Excerpt provided:
*** Begin section ***
Up a river without a paddle

The story of River Edge, now known as Park View, is possibly one of the most well-known housing society controversies

River Edge sounds like a serene place in England, nestled by a flowing blue river and on a land populated by forever green foliage. It isn’t. It is, in fact, a highly contested and controversial housing society located along the wide and very industrial-looking Multan Road, a little further from Thokar Niaz Baig. The object of much hope and some excitement, the project is not known as River Edge anymore, but has expanded onto the riverside, and on agricultural land owned by the government. 

At the beginning of the 2000s, this area of ​​Multan Road and Ferozepur Road was becoming very attractive for new housing societies. The population of Multan has been booming and people have been optimistic about moving to new housing societies and have more space around their homes. The River Edge housing society was kickstarted as a project by a developer named Ammar Khan in 2004. Two years later he got approval from the Lahore Development Authority (LDA) to begin his work. At that time the total land owned by this society was approximately 765 kanal as per documents.

 When questioned about the project, LDA officers are unwilling to talk about River Edge and are afraid to go on record because now the owner of the society is not Khan anymore. After much pressing, an LDA official who wishes to remain anonymous agreed to speak to Profit

 According to this official, a company named Vision Developers Private Limited, owned by Abdul Aleem Khan, bought River Edge in 2010 and immediately renamed it Park View Villas, another wonderfully evocative name. 

“There’s no harm in changing the name but for this it is necessary to take a legal procedure and get approval from the LDA. It is not that the LDA did not receive requests regarding the name change, the paperwork was complete but the said society could not get approval because it was the era of PML-N,” said the official. 

He also added that Aleem Khan had a lot of influence in the LDA and that the officers were both eager to meet him and work for him in some capacity. “Aleem Khan… had been the provincial minister for information technology in the Musharraf regime, in 2008, he was also an unannounced and unwritten owner of an Urdu daily and he is a big name in the real estate world. Even today, if no officer in LDA speaks against Khan, one of the reasons is that his operatives fed LDA officers and clerks a lot.” The fact that despite being influential he was unable to get approval, is of course, testament to the lack of planning by Khan’s own people. 

So then what is the official name of the project? Nobody seems to have any clarity. And if this was the only problem we could have moved on from here. But there is a lot more.
*** End section ***
[Saved entries]
*** Begin section ***
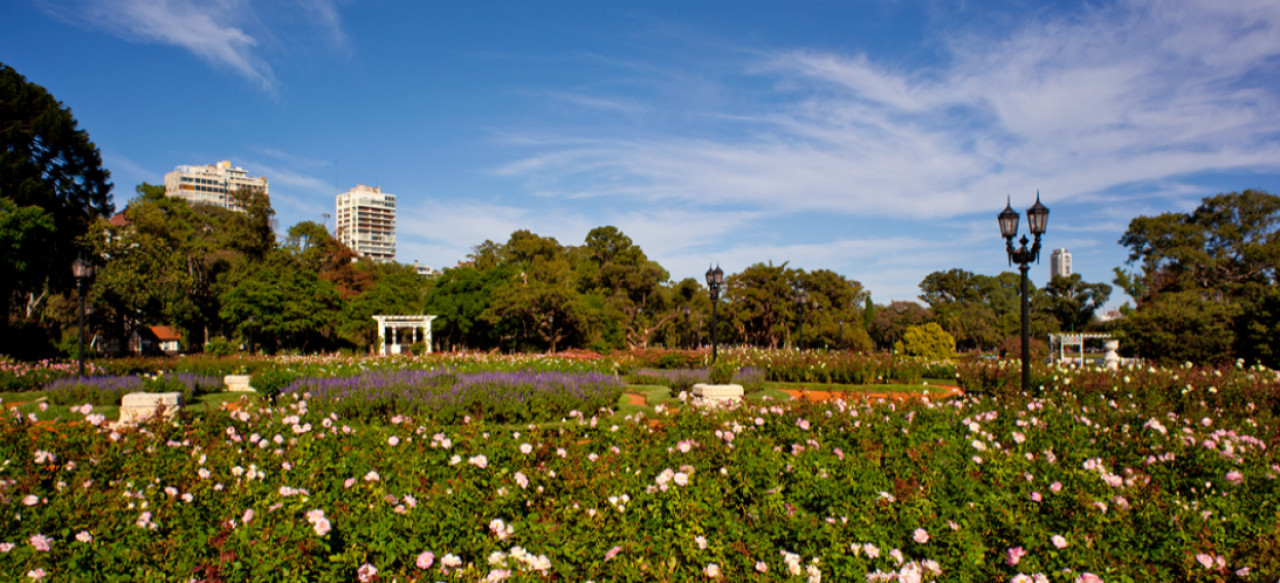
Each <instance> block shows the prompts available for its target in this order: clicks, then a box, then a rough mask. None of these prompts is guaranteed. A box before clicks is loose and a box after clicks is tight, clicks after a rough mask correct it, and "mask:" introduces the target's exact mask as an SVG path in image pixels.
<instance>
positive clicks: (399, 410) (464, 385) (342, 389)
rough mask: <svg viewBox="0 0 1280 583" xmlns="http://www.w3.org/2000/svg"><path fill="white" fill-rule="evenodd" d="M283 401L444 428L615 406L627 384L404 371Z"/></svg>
mask: <svg viewBox="0 0 1280 583" xmlns="http://www.w3.org/2000/svg"><path fill="white" fill-rule="evenodd" d="M280 395H282V397H283V396H288V395H296V396H306V397H307V401H308V404H310V406H311V409H314V410H320V411H325V413H334V414H338V415H339V416H343V418H347V419H362V420H366V422H375V420H378V422H385V420H388V419H390V418H393V416H396V415H408V416H412V418H416V419H420V420H430V422H434V423H440V424H453V423H461V422H462V420H463V419H465V418H471V419H476V420H481V419H483V420H485V422H489V423H526V422H545V420H557V419H562V418H564V416H567V415H568V414H570V411H575V410H576V411H595V410H598V409H600V407H611V406H613V405H614V404H616V402H617V400H618V397H620V396H621V395H622V383H621V382H618V379H617V378H614V377H611V375H607V374H600V373H532V372H518V373H456V372H453V370H402V372H376V373H366V374H361V375H357V377H342V378H302V379H298V381H294V382H293V383H292V384H289V386H287V387H285V388H284V390H283V391H282V392H280Z"/></svg>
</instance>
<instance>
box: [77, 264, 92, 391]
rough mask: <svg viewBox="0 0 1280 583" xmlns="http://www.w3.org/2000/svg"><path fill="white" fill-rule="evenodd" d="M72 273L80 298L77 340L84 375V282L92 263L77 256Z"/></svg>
mask: <svg viewBox="0 0 1280 583" xmlns="http://www.w3.org/2000/svg"><path fill="white" fill-rule="evenodd" d="M72 275H73V277H74V278H76V292H77V295H79V299H81V342H79V375H81V377H83V375H84V282H87V281H88V279H90V278H91V277H93V264H92V263H88V261H86V260H84V258H77V259H76V260H74V261H72Z"/></svg>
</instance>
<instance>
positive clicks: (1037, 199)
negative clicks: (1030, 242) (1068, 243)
mask: <svg viewBox="0 0 1280 583" xmlns="http://www.w3.org/2000/svg"><path fill="white" fill-rule="evenodd" d="M1015 217H1016V215H1015ZM1014 220H1016V219H1014ZM1027 223H1028V227H1030V229H1032V234H1034V236H1036V237H1037V238H1038V237H1039V236H1041V234H1044V228H1046V227H1048V208H1046V206H1044V205H1042V204H1041V201H1039V192H1036V204H1034V205H1032V208H1030V209H1027Z"/></svg>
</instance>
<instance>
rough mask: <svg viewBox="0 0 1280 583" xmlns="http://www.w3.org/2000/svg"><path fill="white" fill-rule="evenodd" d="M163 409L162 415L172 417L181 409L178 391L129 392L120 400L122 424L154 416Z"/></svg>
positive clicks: (120, 407) (180, 393)
mask: <svg viewBox="0 0 1280 583" xmlns="http://www.w3.org/2000/svg"><path fill="white" fill-rule="evenodd" d="M161 409H164V416H166V418H173V416H175V415H178V411H179V410H182V393H180V392H131V393H128V395H125V396H124V398H123V400H122V401H120V420H119V424H122V425H125V424H128V425H132V424H137V423H138V422H142V420H145V419H150V418H151V416H155V414H156V413H157V411H160V410H161Z"/></svg>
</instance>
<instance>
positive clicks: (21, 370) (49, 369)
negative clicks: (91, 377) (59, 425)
mask: <svg viewBox="0 0 1280 583" xmlns="http://www.w3.org/2000/svg"><path fill="white" fill-rule="evenodd" d="M100 373H101V369H99V368H97V366H96V365H95V364H93V363H84V374H100ZM77 374H79V364H78V363H60V361H56V360H40V361H36V363H23V361H18V360H13V359H10V357H9V356H5V355H0V392H18V391H36V390H38V388H40V387H44V386H45V384H49V383H50V382H52V381H56V379H60V378H68V377H74V375H77Z"/></svg>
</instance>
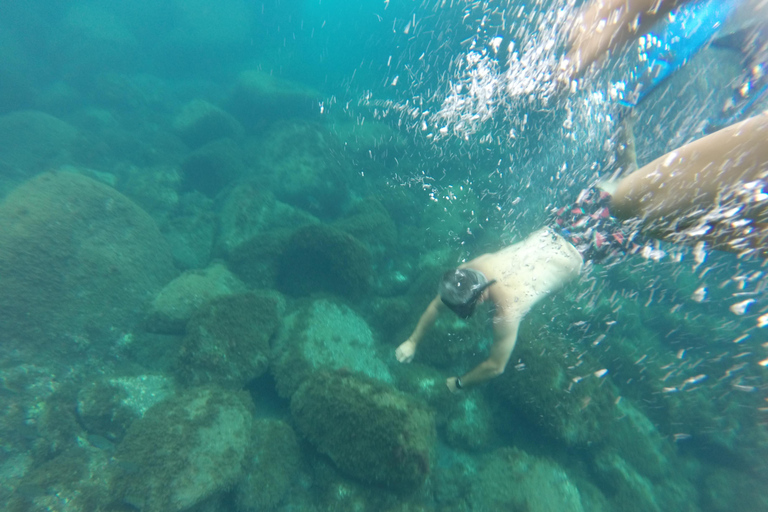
*** End section ***
What to work on: Retype the passage of the River Edge article above between "So then what" and "a lot more.", inclusive.

Answer to this task:
So then what is the official name of the project? Nobody seems to have any clarity. And if this was the only problem we could have moved on from here. But there is a lot more.